> _DATA LINES_:
— START —

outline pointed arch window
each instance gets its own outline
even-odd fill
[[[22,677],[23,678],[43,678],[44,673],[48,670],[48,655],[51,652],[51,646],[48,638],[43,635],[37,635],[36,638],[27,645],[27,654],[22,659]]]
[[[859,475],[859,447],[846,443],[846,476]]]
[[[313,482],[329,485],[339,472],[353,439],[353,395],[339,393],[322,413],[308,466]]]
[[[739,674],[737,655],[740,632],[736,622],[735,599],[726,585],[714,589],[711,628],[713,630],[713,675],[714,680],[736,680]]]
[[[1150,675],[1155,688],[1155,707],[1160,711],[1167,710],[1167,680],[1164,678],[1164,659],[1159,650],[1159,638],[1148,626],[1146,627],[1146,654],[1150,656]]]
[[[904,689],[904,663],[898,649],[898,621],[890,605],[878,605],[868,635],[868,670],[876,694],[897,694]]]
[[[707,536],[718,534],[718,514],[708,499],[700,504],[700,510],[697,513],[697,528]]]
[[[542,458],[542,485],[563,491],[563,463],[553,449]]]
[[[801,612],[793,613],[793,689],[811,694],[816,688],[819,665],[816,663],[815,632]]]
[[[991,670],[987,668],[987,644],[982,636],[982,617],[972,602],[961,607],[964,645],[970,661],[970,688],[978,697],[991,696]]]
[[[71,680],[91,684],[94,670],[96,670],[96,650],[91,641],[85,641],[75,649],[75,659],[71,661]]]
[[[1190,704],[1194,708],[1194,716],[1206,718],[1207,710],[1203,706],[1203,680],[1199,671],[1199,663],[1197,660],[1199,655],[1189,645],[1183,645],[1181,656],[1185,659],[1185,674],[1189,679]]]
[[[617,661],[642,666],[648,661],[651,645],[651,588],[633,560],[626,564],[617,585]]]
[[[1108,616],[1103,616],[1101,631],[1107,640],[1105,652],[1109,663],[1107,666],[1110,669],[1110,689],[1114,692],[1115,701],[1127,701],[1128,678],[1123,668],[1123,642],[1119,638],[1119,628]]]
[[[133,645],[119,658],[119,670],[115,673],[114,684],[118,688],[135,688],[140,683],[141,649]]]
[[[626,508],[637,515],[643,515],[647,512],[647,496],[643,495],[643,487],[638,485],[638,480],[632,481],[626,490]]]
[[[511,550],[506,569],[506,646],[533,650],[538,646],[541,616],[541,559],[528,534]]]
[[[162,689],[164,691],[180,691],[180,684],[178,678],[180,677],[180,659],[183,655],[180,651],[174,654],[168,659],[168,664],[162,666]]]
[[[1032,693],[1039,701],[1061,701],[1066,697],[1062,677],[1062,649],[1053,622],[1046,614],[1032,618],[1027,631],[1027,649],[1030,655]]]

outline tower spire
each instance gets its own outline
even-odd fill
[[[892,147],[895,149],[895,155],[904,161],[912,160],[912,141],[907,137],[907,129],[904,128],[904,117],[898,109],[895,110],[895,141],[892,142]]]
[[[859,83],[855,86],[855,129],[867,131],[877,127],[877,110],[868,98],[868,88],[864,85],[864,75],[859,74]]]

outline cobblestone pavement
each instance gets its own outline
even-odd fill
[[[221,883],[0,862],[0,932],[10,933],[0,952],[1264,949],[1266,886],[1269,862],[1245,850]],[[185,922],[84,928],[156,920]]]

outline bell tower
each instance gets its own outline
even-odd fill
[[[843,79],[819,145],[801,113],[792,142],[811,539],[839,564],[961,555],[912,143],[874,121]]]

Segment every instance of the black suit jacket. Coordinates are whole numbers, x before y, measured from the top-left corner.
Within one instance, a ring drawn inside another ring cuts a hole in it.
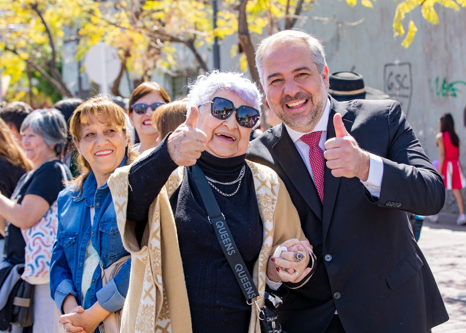
[[[247,158],[283,180],[318,257],[306,284],[287,285],[281,323],[288,333],[322,332],[336,310],[349,333],[428,332],[448,316],[405,212],[437,214],[443,182],[397,102],[329,98],[327,139],[335,137],[338,112],[360,146],[382,158],[380,196],[356,177],[334,177],[326,166],[322,205],[282,124],[252,141]]]

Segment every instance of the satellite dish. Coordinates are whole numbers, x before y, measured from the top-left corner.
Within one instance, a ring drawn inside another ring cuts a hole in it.
[[[90,79],[100,86],[100,93],[107,93],[108,84],[118,77],[121,62],[116,49],[99,42],[93,45],[84,58],[86,73]]]

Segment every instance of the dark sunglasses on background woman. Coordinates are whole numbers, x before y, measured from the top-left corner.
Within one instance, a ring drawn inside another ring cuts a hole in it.
[[[227,119],[236,111],[236,121],[243,127],[252,128],[259,118],[259,111],[254,108],[241,105],[236,109],[233,102],[223,97],[214,97],[212,101],[202,103],[199,107],[207,103],[211,104],[210,112],[218,119]]]
[[[164,104],[166,104],[166,103],[164,102],[156,102],[155,103],[150,104],[137,103],[137,104],[133,104],[131,106],[131,107],[132,108],[133,111],[137,114],[144,114],[147,111],[147,108],[150,107],[153,111],[160,105],[163,105]]]

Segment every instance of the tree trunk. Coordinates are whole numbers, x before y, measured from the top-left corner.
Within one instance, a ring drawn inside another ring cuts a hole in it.
[[[128,58],[130,56],[130,50],[126,49],[124,50],[124,54],[123,55],[123,59],[121,59],[121,68],[120,69],[120,72],[113,82],[113,86],[112,87],[111,92],[114,96],[121,96],[121,93],[120,92],[120,83],[121,82],[121,78],[123,77],[125,69],[126,68],[126,62]],[[130,87],[131,89],[131,87]]]
[[[257,83],[261,89],[259,74],[257,69],[256,68],[256,60],[254,57],[255,50],[251,42],[251,36],[249,35],[249,29],[247,25],[247,19],[246,16],[247,3],[247,0],[241,0],[240,3],[238,20],[238,39],[240,44],[243,49],[243,52],[246,55],[251,78],[253,81]]]

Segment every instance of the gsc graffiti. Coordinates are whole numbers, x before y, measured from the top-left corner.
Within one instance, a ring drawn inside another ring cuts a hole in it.
[[[444,78],[442,84],[440,85],[440,79],[439,76],[435,78],[435,95],[437,97],[458,97],[457,92],[460,92],[458,87],[459,84],[466,86],[466,82],[462,81],[456,81],[448,83],[446,78]]]
[[[400,102],[406,115],[409,112],[412,96],[411,62],[396,62],[384,66],[384,90],[391,99]]]

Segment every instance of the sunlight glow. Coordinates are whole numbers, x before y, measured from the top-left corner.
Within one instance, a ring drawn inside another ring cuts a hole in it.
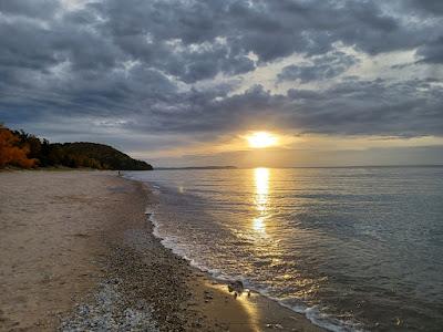
[[[269,195],[269,169],[268,168],[256,168],[254,169],[254,179],[256,184],[256,209],[259,216],[254,218],[253,228],[255,231],[266,235],[266,218],[267,218],[267,205]]]
[[[249,136],[246,136],[248,144],[254,148],[262,148],[275,146],[278,143],[278,137],[268,132],[256,132]]]

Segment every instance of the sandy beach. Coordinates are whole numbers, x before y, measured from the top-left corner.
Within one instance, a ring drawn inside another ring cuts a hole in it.
[[[192,268],[115,172],[0,173],[1,331],[320,331]]]

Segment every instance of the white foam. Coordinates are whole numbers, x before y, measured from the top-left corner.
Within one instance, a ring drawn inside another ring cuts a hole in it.
[[[158,186],[154,186],[154,187],[159,188]],[[156,190],[156,191],[159,194],[159,190]],[[161,234],[161,222],[155,218],[155,206],[154,205],[148,205],[146,207],[145,214],[146,214],[150,222],[153,225],[153,235],[161,240],[161,243],[165,248],[171,249],[174,255],[187,260],[192,267],[197,268],[202,272],[208,273],[215,280],[218,280],[220,282],[226,282],[226,281],[231,281],[231,280],[241,280],[241,282],[245,284],[246,288],[254,290],[270,300],[276,301],[280,305],[282,305],[287,309],[290,309],[296,313],[303,314],[313,324],[316,324],[320,328],[323,328],[326,330],[333,331],[333,332],[363,331],[363,330],[359,330],[353,322],[342,322],[342,321],[339,321],[331,317],[328,317],[327,314],[320,312],[318,307],[306,307],[306,305],[301,305],[301,304],[300,305],[288,304],[279,298],[271,297],[270,292],[269,292],[269,288],[258,287],[258,286],[251,283],[248,279],[246,279],[241,274],[227,276],[227,274],[224,274],[222,272],[222,270],[219,270],[219,269],[209,268],[209,267],[203,264],[202,262],[196,261],[194,258],[190,258],[188,256],[188,252],[186,250],[188,246],[179,245],[176,237]]]

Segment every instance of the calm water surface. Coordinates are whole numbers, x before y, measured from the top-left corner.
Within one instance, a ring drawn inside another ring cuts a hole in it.
[[[443,330],[443,168],[132,172],[164,245],[336,331]]]

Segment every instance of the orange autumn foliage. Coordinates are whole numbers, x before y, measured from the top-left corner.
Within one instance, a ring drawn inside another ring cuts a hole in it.
[[[35,159],[29,159],[29,148],[18,146],[19,138],[11,131],[0,125],[0,168],[4,166],[18,166],[31,168],[35,166]]]

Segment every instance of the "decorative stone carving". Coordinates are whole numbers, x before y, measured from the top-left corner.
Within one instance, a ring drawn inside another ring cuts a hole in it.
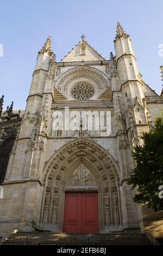
[[[101,102],[66,102],[66,103],[53,103],[52,108],[60,109],[64,108],[65,107],[69,107],[70,108],[77,107],[113,107],[112,101],[106,101]]]
[[[93,80],[103,92],[109,86],[107,77],[100,71],[89,66],[79,66],[67,71],[61,77],[55,87],[60,92],[62,88],[65,91],[70,82],[78,77],[83,77]]]
[[[117,206],[118,197],[116,193],[114,193],[112,196],[112,203],[114,206]]]
[[[50,205],[51,203],[51,196],[49,194],[47,194],[45,196],[45,205],[46,206],[48,206]]]
[[[90,84],[80,83],[75,84],[71,90],[72,96],[76,100],[87,100],[95,94],[95,90]]]
[[[81,163],[70,175],[67,186],[96,186],[95,179],[90,171]]]
[[[105,199],[105,206],[110,207],[110,196],[109,192],[106,192],[104,196]]]

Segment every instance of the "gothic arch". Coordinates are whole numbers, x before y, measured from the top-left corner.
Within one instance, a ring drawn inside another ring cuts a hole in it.
[[[81,164],[89,174],[89,185],[67,184],[73,172]],[[41,225],[62,231],[65,191],[93,190],[98,193],[101,230],[118,230],[121,227],[118,168],[108,153],[94,142],[79,138],[63,146],[49,160],[43,173],[42,184]]]
[[[66,92],[70,83],[83,77],[98,88],[100,95],[110,86],[108,78],[102,71],[95,68],[82,66],[73,68],[65,72],[57,81],[55,88],[66,96]]]
[[[9,136],[0,145],[0,185],[4,181],[16,135]]]

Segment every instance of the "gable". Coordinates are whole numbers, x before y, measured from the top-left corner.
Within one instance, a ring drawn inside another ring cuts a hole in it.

— END —

Collect every line above that contains the word "arch", copying each one in full.

> _SOLUTION FOR THIS TASK_:
outline pointed arch window
Segment every instance of the "gothic arch". Coordinates are whole numbers, x before y, measured from the top-left corner.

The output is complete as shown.